» **Goal of the exercise**:
Set down all of the lines below exactly as they are given.

Data under study section start

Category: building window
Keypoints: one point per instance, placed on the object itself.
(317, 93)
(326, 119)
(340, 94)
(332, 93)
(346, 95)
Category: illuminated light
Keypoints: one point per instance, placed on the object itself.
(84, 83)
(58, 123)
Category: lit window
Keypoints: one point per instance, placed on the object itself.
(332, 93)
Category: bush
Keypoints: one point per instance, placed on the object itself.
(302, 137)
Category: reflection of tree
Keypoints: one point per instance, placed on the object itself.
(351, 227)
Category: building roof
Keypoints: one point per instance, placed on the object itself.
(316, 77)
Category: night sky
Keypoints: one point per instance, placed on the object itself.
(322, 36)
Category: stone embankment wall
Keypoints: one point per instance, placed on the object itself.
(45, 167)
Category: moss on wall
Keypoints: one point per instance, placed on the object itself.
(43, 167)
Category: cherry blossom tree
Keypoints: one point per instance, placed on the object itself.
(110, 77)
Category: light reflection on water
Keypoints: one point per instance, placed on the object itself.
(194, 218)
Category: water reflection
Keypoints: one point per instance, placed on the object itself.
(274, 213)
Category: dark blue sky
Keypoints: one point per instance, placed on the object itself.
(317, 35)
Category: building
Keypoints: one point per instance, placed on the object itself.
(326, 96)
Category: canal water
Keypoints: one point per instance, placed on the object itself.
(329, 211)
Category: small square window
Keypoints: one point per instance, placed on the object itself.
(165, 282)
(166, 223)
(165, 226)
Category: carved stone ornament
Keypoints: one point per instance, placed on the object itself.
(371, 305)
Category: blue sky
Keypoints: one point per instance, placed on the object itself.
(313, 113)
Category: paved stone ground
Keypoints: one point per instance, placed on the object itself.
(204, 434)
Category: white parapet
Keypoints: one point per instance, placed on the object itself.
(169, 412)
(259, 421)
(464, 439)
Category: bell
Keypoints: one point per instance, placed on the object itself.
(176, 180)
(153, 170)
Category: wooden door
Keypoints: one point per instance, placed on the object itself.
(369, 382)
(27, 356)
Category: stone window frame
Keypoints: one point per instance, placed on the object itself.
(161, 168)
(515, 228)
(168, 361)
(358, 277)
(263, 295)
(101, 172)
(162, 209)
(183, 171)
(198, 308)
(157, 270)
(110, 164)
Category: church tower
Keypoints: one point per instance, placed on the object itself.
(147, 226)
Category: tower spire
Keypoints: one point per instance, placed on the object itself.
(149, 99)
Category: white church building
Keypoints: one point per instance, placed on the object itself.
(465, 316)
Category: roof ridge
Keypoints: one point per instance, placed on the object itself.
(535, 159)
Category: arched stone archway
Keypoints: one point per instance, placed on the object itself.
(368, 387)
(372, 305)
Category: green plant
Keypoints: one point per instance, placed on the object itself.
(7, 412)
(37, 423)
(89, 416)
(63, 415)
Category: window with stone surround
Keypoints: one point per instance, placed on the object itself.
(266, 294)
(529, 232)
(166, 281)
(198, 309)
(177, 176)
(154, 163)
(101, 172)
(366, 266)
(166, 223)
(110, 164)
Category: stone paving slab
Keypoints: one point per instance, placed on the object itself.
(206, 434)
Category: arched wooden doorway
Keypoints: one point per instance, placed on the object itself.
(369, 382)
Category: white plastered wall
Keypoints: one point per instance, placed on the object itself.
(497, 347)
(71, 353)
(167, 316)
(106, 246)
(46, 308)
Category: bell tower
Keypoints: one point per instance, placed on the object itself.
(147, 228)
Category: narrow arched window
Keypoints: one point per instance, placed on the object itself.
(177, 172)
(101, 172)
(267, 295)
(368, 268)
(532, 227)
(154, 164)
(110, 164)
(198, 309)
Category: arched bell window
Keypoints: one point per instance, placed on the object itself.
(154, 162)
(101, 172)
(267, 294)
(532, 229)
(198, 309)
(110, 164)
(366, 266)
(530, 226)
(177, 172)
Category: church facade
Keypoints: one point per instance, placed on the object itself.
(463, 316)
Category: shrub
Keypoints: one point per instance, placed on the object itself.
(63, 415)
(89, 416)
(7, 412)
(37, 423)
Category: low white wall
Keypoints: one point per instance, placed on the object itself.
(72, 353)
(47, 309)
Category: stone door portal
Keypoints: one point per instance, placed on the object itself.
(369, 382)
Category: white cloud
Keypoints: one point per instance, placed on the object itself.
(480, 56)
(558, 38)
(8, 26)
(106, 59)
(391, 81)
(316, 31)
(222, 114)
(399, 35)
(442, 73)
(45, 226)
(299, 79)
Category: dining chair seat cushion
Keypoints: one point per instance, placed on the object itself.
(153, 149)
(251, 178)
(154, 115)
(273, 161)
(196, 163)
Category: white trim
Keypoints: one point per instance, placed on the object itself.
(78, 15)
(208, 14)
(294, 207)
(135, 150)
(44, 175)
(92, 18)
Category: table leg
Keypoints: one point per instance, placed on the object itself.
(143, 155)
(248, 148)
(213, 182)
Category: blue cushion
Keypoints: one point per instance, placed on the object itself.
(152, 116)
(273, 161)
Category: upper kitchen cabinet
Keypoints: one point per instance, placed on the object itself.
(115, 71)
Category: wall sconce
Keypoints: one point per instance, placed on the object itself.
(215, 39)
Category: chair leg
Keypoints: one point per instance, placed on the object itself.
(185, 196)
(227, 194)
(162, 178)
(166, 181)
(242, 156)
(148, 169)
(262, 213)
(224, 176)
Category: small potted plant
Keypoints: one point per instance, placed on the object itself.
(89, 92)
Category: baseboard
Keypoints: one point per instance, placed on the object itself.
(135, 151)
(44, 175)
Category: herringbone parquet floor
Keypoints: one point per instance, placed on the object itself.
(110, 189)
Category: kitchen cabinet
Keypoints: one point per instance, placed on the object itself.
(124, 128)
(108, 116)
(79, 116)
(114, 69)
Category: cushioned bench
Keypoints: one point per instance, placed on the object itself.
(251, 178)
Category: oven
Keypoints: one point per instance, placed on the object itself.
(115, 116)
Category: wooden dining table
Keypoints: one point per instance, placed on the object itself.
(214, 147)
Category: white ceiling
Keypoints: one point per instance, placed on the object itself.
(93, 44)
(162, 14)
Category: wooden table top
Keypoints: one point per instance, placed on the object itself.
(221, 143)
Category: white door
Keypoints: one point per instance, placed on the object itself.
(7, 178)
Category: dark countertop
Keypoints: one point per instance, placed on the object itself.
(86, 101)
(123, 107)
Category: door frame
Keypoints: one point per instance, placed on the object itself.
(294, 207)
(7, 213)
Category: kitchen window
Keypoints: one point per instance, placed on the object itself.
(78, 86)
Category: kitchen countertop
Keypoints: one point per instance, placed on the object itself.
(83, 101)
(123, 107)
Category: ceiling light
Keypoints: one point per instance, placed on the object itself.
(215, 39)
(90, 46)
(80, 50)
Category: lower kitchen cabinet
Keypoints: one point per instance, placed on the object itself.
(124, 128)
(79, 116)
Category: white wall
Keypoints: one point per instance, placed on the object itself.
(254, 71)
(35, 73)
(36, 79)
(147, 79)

Data under study section end

» **Answer below**:
Category: building window
Keypoints: one point per instance, placed on the object itself.
(317, 93)
(326, 119)
(340, 94)
(332, 93)
(346, 95)
Category: illuminated light
Keypoints: one point per instance, placed on the object itself.
(84, 83)
(58, 123)
Category: lit window
Keypoints: one point per instance, placed on the object itself.
(332, 93)
Category: bush
Keypoints: one point per instance, placed on the object itself.
(302, 137)
Category: reflection of tree
Keypoints: one point per instance, placed on the object itself.
(351, 227)
Category: building roof
Keypoints: one point per instance, placed on the object itself.
(316, 77)
Category: night sky
Keypoints: one point per instance, placed on the object itself.
(322, 36)
Category: stone embankment wall
Keypoints: one point per instance, placed on the object itself.
(45, 167)
Category: moss on wall
Keypoints: one point per instance, placed on the object itself.
(43, 167)
Category: cherry blossom tree
Keypoints: one point per instance, placed on the object itself.
(110, 77)
Category: light reflection on water
Keypoints: one point per instance, placed on the object itself.
(194, 218)
Category: water reflection
Keypoints: one point per instance, placed on the object itself.
(274, 213)
Category: dark blue sky
Keypoints: one point per instance, placed on the object itself.
(317, 35)
Category: building
Keypoints: one point per instance, placed on the object itself.
(326, 96)
Category: canal water
Keypoints: one point per instance, placed on the object itself.
(329, 211)
Category: small square window
Keypoints: one point per instance, placed on the object itself.
(165, 282)
(166, 223)
(165, 226)
Category: carved stone ornament
Keypoints: one point per instance, placed on the object itself.
(371, 305)
Category: blue sky
Keypoints: one point per instance, placed on the object itself.
(313, 113)
Category: paved stone ground
Keypoints: one point per instance, placed on the object itself.
(204, 434)
Category: white parapet
Keypoints: one point per instance, placed on the object itself.
(169, 412)
(259, 421)
(464, 439)
Category: bell
Keypoints: one point per instance, placed on the object itself.
(176, 180)
(153, 170)
Category: wooden door
Keypoints: one point per instance, placed on the object itself.
(369, 382)
(27, 356)
Category: stone window frame
Keypoints: one point per instance, placed on the object itself.
(161, 168)
(515, 228)
(168, 361)
(358, 277)
(263, 295)
(101, 172)
(162, 209)
(183, 171)
(198, 308)
(157, 270)
(110, 164)
Category: church tower
Keypoints: one point per instance, placed on the object itself.
(147, 226)
Category: tower spire
Keypoints: one point per instance, placed on the object itself.
(149, 99)
Category: white church building
Keypoints: one point per instance, placed on the object itself.
(465, 316)
Category: roof ridge
Keypoints: one point per instance, placed on the object itself.
(535, 159)
Category: arched stone archway
Keypoints: one point per instance, placed on the object itself.
(368, 387)
(372, 305)
Category: green plant
Keypoints: one point per instance, placed on the object itself.
(7, 412)
(37, 423)
(89, 416)
(63, 415)
Category: window with stone surround
Keypoints: one point per instance, placed on the object itself.
(266, 294)
(529, 232)
(166, 281)
(198, 309)
(177, 176)
(154, 163)
(101, 172)
(366, 266)
(166, 223)
(110, 164)
Category: stone paving slab
Keypoints: one point per instance, placed on the object itself.
(206, 434)
Category: arched wooden doorway
Keypoints: one point per instance, placed on the object itself.
(369, 382)
Category: white plastered wall
Keypoints: one point per instance, placed on the object itself.
(497, 347)
(71, 353)
(167, 316)
(106, 246)
(46, 308)
Category: bell tower
Keypoints: one point per instance, placed on the object itself.
(147, 228)
Category: narrow arched window
Keypoints: one point per instance, placed on the object itself.
(177, 172)
(101, 172)
(267, 295)
(368, 268)
(532, 227)
(154, 164)
(110, 164)
(198, 309)
Category: arched bell window
Keypoints: one point per instance, placed on the object itself.
(154, 162)
(101, 172)
(267, 294)
(532, 229)
(198, 309)
(110, 164)
(366, 266)
(530, 226)
(177, 172)
Category: church facade
Keypoints: one point per instance, placed on the object itself.
(463, 316)
Category: shrub
Keypoints: one point per instance, placed on the object itself.
(63, 415)
(89, 416)
(7, 412)
(37, 423)
Category: low white wall
Keypoints: one point per instance, placed on the object itself.
(72, 353)
(47, 309)
Category: stone door portal
Keypoints: one point per instance, placed on the object itself.
(369, 382)
Category: white cloud
Keypoints: one point per instance, placed on the object itself.
(480, 56)
(558, 38)
(8, 26)
(106, 59)
(391, 81)
(316, 31)
(222, 114)
(399, 35)
(442, 73)
(45, 226)
(299, 79)
Category: dining chair seat cushion
Keypoints: one point per instance, placed on the object itself.
(153, 149)
(251, 178)
(154, 115)
(273, 161)
(196, 163)
Category: white trim
Keypoints: one point per instance, placed on the object itself.
(78, 15)
(208, 14)
(294, 207)
(135, 150)
(44, 175)
(92, 18)
Category: table leg
Keypoints: one point per instance, placed on the object itself.
(143, 155)
(248, 148)
(213, 182)
Category: blue cushion
Keypoints: one point per instance, placed on the object itself.
(152, 116)
(273, 161)
Category: upper kitchen cabinet
Keypoints: one point per instance, placed on the object itself.
(115, 71)
Category: wall sconce
Keypoints: one point per instance, placed on the object itself.
(215, 39)
Category: chair leg
Keypoints: one point per instance, placed on the object itself.
(185, 196)
(227, 194)
(162, 178)
(166, 181)
(242, 156)
(148, 169)
(262, 213)
(224, 176)
Category: small potted plant
Keypoints: one point per instance, placed on the object itself.
(89, 92)
Category: baseboard
Keypoints: one point per instance, placed on the object itself.
(135, 151)
(44, 175)
Category: herringbone parquet floor
Keypoints: one point per instance, placed on the object itself.
(110, 189)
Category: kitchen cabinet
Keypoints: one point per instance, placed on the object itself.
(124, 128)
(108, 116)
(79, 116)
(114, 69)
Category: cushioned bench
Keypoints: one point per instance, placed on the object itself.
(251, 178)
Category: oven
Keypoints: one point per instance, placed on the object itself.
(115, 116)
Category: wooden dining table
Keypoints: one point per instance, placed on the object itself.
(214, 147)
Category: white ceiling
Keypoints: one point per instance, placed on the object itself.
(93, 44)
(162, 14)
Category: wooden table top
Keypoints: one point per instance, placed on the object itself.
(221, 143)
Category: white door
Keypoints: one point per instance, placed on the object itself.
(7, 178)
Category: dark countertop
Keypoints: one point per instance, placed on the object itself.
(86, 101)
(123, 107)
Category: door frame
Keypoints: one point per instance, placed on the object itself.
(294, 207)
(7, 213)
Category: kitchen window
Keypoints: one point per instance, placed on the object itself.
(78, 86)
Category: kitchen countertop
Keypoints: one point per instance, placed on the object itself.
(83, 101)
(123, 107)
Category: ceiling light
Keypoints: one point per instance, placed on the object itself.
(215, 39)
(90, 46)
(80, 50)
Category: lower kitchen cabinet
Keypoints: one point per instance, placed on the object itself.
(124, 128)
(79, 116)
Category: white wall
Keypoints: one point per instance, placed on the object itself.
(254, 71)
(35, 73)
(36, 79)
(147, 79)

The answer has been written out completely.